> _Text extract_:

=======

At this point, it is also helpful to separate base station from mobile antennas. Since mobile antennas become structurally impractical if they exceed a physical 1/4 wavelength, it becomes difficult to achieve any appreciable gain, so gain ratings are rarely given for a mobile antenna, (since there usually isn't any) other than vague relative references such as; "Transmits 20% farther" (Farther than what?). For this reason, this discussion will be limited to base station antennas, where gain figures are commonly (mis)given.
Like I've said before, CB'ers are drawn to the biggest and best equipment. So with this in mind, many antenna manufacturer's marketing departments took a broad amount of liberty in making performance claims. Since it was not likely that the average CB'er would be taking the companies to task for misleading ratings (Another reason why ham and commercial antenna makers are less flamboyant with their gain claims), it was open season for wild advertisements to commence, much to the chagrin and consternation of the CB consumer, who's only looking for the best possible performance for the money he has.
Will the real db please stand up.....
One of the most common terms that is associated with antenna gain is the "db". db stands for "decibel", and it is a unit of relative power. For a db to be meaningful however, it has to be compared against a known standard of some sort. Simply saying that a particular antenna has "18 db of gain" is meaningless unless we know what reference it was compared against. 18 db compared to a standard 1/2 wave vertical? An isotropic radiator? A coat hanger? A wet noodle? Hopefully you get the idea.
It is this little ambiguity which allows some manufacturers to inflate their claims, and yet still claim to be telling the "truth" even when the smoke and mirrors of their questionable measurement methods, and their reference standard is revealed.
There are some true engineering standards which are commonly used when comparing antennas. The 3 most common standards are dbi, dbq, and dbd.

=======

> _Requirement A_:
Retype the antenna gain text word for word, starting at "One of the most" and ending at "standard is revealed.".
> _Requirement B_:
Using the antenna gain text, answer yes or no to each statement and quote the words that settle it: (i) Gain ratings are commonly given for mobile antennas. (ii) A db is a unit of relative power. (iii) Four standards are named as the most common for comparing antennas.
The records that follow have no role here.

> _Dataset rows_:
=======

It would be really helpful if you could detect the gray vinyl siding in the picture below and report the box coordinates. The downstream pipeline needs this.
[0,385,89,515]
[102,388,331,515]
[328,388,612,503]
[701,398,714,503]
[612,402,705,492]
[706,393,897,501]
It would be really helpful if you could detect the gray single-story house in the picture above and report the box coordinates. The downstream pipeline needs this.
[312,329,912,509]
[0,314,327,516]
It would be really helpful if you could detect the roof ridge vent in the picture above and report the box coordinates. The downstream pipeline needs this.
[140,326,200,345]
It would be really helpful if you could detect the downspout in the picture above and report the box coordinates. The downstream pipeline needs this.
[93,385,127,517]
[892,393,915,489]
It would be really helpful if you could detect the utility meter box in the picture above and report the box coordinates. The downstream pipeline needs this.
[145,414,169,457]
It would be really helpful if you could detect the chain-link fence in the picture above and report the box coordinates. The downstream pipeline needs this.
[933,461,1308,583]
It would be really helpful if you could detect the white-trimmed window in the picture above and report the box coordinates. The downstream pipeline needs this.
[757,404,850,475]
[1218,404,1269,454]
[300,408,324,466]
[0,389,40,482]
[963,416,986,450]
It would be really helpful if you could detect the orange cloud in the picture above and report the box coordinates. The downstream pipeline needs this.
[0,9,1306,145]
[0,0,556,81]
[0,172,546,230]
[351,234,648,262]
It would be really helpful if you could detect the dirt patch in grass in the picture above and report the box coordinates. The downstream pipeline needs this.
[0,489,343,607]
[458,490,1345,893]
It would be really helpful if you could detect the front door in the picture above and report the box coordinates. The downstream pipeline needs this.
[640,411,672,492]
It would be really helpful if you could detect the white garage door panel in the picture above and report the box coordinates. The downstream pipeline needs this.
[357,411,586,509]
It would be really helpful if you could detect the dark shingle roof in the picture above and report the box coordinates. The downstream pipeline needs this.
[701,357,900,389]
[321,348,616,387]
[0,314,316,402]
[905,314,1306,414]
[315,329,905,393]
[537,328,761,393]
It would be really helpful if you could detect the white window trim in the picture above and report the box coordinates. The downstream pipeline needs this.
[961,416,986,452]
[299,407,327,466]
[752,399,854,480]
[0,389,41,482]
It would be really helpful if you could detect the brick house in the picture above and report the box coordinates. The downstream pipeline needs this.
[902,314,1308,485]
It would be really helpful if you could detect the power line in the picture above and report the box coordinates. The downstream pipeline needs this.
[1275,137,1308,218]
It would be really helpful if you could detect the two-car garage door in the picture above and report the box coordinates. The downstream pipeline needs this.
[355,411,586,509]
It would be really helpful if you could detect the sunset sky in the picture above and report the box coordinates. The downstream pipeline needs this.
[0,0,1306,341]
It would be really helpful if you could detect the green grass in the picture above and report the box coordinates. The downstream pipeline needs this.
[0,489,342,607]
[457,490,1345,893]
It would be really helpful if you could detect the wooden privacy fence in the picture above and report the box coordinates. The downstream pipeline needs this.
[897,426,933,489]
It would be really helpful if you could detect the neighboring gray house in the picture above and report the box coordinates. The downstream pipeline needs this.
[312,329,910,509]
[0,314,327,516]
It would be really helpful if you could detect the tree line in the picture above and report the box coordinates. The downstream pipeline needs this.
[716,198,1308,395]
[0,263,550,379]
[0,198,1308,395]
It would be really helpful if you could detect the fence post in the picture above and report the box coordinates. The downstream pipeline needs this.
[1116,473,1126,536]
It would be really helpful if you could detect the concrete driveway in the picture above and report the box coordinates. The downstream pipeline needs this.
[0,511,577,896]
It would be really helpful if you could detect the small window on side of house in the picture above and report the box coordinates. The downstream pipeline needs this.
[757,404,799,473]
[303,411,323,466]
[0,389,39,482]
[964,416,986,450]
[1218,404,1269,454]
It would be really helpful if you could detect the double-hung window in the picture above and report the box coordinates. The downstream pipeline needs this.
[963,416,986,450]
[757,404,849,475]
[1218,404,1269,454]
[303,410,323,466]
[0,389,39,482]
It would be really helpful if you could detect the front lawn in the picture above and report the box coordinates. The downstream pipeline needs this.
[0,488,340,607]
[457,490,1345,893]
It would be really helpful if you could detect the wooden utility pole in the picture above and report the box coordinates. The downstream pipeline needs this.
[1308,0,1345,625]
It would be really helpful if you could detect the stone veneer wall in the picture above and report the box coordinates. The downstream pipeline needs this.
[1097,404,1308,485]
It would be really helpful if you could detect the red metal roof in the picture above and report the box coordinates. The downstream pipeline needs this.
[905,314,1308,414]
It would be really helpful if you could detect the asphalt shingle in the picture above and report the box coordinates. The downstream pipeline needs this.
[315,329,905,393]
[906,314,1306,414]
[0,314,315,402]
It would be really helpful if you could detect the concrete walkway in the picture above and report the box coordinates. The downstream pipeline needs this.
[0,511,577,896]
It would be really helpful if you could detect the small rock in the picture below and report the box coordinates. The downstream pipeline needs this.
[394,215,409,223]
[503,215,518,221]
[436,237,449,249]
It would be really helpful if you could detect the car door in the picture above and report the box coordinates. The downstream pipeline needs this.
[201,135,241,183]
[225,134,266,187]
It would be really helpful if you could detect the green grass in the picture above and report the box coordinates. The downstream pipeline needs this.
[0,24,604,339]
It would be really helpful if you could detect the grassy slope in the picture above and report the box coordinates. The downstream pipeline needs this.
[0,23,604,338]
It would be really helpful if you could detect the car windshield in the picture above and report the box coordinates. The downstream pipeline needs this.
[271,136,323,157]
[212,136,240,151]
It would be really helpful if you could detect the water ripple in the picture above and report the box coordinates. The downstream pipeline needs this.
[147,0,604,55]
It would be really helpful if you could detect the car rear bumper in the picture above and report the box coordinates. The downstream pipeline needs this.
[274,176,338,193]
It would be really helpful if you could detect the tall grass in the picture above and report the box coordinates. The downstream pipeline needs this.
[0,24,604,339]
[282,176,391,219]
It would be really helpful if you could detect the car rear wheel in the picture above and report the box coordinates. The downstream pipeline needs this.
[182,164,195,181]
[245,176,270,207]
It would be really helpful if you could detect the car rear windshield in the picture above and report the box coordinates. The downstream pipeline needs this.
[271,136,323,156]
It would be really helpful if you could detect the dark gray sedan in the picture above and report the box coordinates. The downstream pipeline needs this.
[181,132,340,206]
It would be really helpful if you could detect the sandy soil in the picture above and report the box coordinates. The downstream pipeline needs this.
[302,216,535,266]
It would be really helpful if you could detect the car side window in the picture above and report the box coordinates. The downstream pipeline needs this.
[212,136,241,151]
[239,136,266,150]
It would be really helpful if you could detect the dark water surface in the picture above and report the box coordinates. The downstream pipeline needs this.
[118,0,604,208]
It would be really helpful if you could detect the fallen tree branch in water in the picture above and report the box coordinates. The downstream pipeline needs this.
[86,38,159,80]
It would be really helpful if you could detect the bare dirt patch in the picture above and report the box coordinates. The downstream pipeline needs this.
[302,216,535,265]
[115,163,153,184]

=======

> _Result A_:
One of the most common terms that is associated with antenna gain is the "db". db stands for "decibel", and it is a unit of relative power. For a db to be meaningful however, it has to be compared against a known standard of some sort. Simply saying that a particular antenna has "18 db of gain" is meaningless unless we know what reference it was compared against. 18 db compared to a standard 1/2 wave vertical? An isotropic radiator? A coat hanger? A wet noodle? Hopefully you get the idea.
It is this little ambiguity which allows some manufacturers to inflate their claims, and yet still claim to be telling the "truth" even when the smoke and mirrors of their questionable measurement methods, and their reference standard is revealed.

> _Result B_:
(i) No: "gain ratings are rarely given for a mobile antenna"
(ii) Yes: "it is a unit of relative power"
(iii) No: "The 3 most common standards are dbi, dbq, and dbd."